---- Dataset content
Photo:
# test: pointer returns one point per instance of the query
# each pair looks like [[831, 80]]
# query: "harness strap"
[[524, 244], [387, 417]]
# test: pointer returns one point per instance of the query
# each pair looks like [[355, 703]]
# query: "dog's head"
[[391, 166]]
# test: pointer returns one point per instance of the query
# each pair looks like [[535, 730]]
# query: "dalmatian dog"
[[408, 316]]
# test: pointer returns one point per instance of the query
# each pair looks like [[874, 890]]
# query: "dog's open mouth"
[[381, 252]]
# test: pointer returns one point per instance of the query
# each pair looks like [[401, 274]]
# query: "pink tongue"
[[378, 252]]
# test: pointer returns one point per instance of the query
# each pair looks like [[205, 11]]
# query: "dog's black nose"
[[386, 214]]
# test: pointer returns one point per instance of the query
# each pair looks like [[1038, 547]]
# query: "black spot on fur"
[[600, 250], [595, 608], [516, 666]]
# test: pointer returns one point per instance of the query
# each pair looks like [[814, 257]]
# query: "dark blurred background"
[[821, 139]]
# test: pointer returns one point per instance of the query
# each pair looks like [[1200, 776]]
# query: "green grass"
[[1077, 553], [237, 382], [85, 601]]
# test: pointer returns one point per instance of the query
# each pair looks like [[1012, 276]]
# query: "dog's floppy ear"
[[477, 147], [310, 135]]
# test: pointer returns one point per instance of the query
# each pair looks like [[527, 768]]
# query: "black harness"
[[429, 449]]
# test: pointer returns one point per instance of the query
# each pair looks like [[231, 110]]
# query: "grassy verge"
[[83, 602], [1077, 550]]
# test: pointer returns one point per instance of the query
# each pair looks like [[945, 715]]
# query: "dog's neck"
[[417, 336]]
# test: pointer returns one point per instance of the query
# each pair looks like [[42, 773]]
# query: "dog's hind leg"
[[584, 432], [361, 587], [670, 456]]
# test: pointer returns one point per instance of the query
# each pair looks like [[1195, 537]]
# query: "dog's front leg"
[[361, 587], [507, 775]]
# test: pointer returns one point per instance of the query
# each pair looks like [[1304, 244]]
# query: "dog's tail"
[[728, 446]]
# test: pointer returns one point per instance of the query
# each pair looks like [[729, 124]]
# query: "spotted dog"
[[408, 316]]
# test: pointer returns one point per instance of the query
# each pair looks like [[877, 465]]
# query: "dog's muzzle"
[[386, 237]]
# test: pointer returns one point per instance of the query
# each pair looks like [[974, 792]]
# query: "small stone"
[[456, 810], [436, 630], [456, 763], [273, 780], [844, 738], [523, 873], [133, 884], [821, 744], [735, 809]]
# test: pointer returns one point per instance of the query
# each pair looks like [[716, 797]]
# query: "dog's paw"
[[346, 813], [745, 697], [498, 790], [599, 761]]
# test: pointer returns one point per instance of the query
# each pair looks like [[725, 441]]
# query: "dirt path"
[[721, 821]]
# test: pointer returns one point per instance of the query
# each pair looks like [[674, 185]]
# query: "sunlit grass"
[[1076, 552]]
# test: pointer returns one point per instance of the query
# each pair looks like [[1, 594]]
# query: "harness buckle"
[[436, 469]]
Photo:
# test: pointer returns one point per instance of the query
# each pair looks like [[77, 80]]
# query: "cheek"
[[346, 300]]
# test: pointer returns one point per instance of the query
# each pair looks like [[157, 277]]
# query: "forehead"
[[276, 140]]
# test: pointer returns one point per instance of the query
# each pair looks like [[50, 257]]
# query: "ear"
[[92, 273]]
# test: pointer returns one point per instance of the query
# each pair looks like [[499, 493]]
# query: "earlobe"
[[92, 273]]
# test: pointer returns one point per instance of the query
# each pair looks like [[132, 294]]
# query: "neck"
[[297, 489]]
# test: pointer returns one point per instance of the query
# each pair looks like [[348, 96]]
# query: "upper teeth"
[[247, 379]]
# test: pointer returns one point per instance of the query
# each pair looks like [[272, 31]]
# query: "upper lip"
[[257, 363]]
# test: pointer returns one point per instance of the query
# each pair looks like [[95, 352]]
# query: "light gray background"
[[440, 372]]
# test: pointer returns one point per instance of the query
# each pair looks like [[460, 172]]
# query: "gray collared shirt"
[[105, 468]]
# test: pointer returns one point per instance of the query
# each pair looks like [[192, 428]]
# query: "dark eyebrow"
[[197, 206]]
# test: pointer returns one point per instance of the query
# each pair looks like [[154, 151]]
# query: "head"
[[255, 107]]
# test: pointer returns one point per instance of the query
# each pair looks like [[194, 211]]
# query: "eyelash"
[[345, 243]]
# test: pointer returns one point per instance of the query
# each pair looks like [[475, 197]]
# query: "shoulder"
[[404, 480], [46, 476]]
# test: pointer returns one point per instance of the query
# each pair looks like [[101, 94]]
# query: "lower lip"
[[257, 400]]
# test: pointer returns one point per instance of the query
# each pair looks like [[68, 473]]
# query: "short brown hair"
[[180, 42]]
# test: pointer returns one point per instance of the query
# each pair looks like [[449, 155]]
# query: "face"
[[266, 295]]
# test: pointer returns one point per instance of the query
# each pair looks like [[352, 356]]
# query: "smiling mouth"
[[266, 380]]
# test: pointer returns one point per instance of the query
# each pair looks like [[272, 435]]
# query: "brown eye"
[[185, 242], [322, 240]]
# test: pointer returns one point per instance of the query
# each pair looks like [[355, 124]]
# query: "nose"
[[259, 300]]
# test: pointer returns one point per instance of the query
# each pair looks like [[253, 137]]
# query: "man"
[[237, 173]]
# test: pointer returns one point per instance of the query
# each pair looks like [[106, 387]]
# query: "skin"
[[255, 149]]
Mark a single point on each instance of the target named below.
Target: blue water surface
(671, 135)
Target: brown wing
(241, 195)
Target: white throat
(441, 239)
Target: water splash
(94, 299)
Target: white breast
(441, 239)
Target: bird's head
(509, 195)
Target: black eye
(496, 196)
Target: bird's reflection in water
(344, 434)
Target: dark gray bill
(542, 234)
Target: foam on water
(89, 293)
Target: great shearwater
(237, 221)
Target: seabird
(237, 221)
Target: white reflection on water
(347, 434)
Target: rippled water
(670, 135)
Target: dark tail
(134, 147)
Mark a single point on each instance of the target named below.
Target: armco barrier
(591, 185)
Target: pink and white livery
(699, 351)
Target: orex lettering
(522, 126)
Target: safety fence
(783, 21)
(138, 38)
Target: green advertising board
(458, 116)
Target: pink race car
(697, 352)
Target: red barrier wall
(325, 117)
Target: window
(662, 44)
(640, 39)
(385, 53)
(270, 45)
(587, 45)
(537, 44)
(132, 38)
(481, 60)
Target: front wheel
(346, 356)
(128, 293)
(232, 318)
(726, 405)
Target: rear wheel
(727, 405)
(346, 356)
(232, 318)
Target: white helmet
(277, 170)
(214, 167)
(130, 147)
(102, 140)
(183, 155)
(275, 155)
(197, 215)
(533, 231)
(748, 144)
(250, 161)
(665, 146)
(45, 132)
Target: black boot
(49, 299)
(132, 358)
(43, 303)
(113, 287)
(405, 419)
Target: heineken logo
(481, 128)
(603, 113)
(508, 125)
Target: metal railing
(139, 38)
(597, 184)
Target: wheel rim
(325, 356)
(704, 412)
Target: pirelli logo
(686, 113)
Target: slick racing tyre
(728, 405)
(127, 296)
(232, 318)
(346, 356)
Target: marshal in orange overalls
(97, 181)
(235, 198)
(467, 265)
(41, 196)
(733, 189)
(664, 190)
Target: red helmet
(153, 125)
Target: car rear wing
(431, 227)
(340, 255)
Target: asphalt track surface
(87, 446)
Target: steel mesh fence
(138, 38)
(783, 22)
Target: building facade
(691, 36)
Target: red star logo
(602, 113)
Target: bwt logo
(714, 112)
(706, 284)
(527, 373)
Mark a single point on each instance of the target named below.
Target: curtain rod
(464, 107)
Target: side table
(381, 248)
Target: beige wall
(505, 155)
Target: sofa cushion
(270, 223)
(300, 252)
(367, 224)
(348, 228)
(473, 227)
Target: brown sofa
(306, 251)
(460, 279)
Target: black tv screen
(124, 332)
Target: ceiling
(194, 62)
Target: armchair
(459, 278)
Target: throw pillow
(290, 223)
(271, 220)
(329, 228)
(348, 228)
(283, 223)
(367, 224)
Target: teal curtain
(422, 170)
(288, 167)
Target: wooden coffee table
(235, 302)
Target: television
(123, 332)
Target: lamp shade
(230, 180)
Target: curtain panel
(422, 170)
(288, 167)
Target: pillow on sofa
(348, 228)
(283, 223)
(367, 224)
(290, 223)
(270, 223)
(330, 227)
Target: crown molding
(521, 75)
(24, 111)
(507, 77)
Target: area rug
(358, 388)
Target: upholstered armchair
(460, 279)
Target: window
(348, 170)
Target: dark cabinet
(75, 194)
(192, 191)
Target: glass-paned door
--------
• _What is asked_: Rewrite the lines from the start through the line containing "[[524, 244], [387, 417]]", changing "harness strap" to "chest strap" and leaving everything else unchanged.

• _Exercise result_:
Photo:
# test: pointer returns one point per instance of the query
# each pair looks like [[831, 80]]
# query: "chest strap"
[[524, 244], [387, 417]]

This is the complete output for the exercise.